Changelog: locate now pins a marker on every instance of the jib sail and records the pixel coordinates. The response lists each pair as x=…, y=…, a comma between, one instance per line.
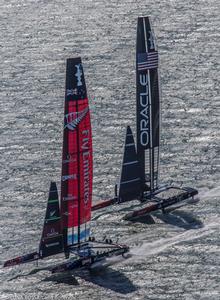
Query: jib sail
x=148, y=103
x=76, y=181
x=52, y=238
x=130, y=181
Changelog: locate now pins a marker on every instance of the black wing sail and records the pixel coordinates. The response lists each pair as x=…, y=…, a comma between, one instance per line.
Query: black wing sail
x=130, y=181
x=52, y=238
x=148, y=104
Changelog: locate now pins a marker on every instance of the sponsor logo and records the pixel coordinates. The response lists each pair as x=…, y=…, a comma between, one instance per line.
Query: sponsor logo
x=71, y=92
x=151, y=40
x=66, y=213
x=72, y=120
x=144, y=111
x=52, y=213
x=52, y=233
x=78, y=74
x=67, y=177
x=86, y=165
x=52, y=244
x=69, y=158
x=69, y=198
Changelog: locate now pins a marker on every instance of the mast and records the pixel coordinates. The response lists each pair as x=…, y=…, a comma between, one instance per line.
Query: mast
x=148, y=104
x=76, y=181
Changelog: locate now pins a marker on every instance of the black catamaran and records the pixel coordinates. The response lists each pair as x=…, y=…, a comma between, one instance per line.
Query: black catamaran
x=67, y=224
x=140, y=168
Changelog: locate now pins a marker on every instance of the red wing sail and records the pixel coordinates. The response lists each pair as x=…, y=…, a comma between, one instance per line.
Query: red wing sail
x=52, y=238
x=76, y=183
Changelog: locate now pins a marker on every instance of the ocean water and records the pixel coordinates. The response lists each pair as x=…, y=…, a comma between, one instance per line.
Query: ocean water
x=176, y=257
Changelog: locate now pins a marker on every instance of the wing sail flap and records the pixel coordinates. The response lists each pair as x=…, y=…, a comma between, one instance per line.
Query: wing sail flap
x=52, y=237
x=130, y=182
x=148, y=103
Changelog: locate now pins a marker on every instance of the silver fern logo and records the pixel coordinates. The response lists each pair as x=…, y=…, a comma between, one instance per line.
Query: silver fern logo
x=72, y=120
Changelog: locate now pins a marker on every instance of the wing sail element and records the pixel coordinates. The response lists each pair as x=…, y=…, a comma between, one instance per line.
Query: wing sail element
x=130, y=182
x=76, y=181
x=148, y=103
x=52, y=238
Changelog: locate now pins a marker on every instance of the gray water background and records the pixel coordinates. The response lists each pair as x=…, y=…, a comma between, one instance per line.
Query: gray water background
x=178, y=257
● ● ● ● ●
# To do
In the copy, no picture may appear; the records themselves must be output exactly.

# The answer
Changelog: locate now pins a marker on every instance of the jib sail and records the pixel coordinates. The response lists each pair as x=…, y=…, a comma between, one instance per line.
Query: jib sail
x=148, y=103
x=76, y=181
x=52, y=238
x=130, y=181
Changelog: locate now pins a marker on every instance of the black wing sail and records the pixel coordinates. The response lists each pair as x=…, y=…, a comma between, one instance per line.
Query: black wing sail
x=130, y=181
x=52, y=238
x=148, y=104
Changelog: locate now pins a marker on every instance of the sponsor logo and records the pixel coordinates. The response lists each pair as x=…, y=…, a comma between, one instance per line.
Query: sponsor logo
x=71, y=92
x=151, y=40
x=66, y=213
x=72, y=120
x=144, y=111
x=52, y=213
x=52, y=233
x=78, y=74
x=67, y=177
x=86, y=165
x=52, y=244
x=69, y=158
x=69, y=198
Changelog: locate now pins a marker on every instance of the mast and records the pixel coordinates. The response lists each pair as x=…, y=…, a comma between, one instance per line.
Query: mast
x=148, y=104
x=76, y=181
Changelog: locate now pins a marker on every instance of the black catamaran and records the pixel coordinates. The response lists each pair as x=…, y=…, a comma between, one instance per line.
Query: black catamaran
x=67, y=224
x=140, y=168
Changelog: locate now pins a marker on every instance of the red wing sail and records the pixel coordinates. The response lists each pair as x=…, y=…, a comma between, one instance per line.
Query: red wing sail
x=52, y=238
x=76, y=183
Changelog: locate now pins a marker on every instance of the ocean water and records the pixel coordinates. The response lists each pair as x=…, y=…, a comma between, one instance per line.
Query: ocean water
x=176, y=257
Changelog: locate now pins a marker on every instance of the wing sail flap and records the pixel coordinates. The response lists each pair as x=…, y=…, a comma between, one instance per line.
Query: wing sail flap
x=52, y=237
x=130, y=182
x=148, y=103
Changelog: locate now pins a marker on every instance of the silver fern logo and records the pixel coordinates. The response lists each pair as x=…, y=…, a comma between, one instance per line.
Query: silver fern logo
x=72, y=120
Changelog: locate now pins a marker on every instance of the wing sail element and records the pixel coordinates. The response lists each pair as x=…, y=…, a comma between, one instance per line.
Query: wing sail element
x=130, y=182
x=76, y=181
x=148, y=103
x=52, y=238
Changelog: locate now pins a marker on every instance of the gray water background and records the pixel coordinates. The response lists each pair as x=…, y=…, a comma between, one instance per line.
Query: gray water background
x=178, y=257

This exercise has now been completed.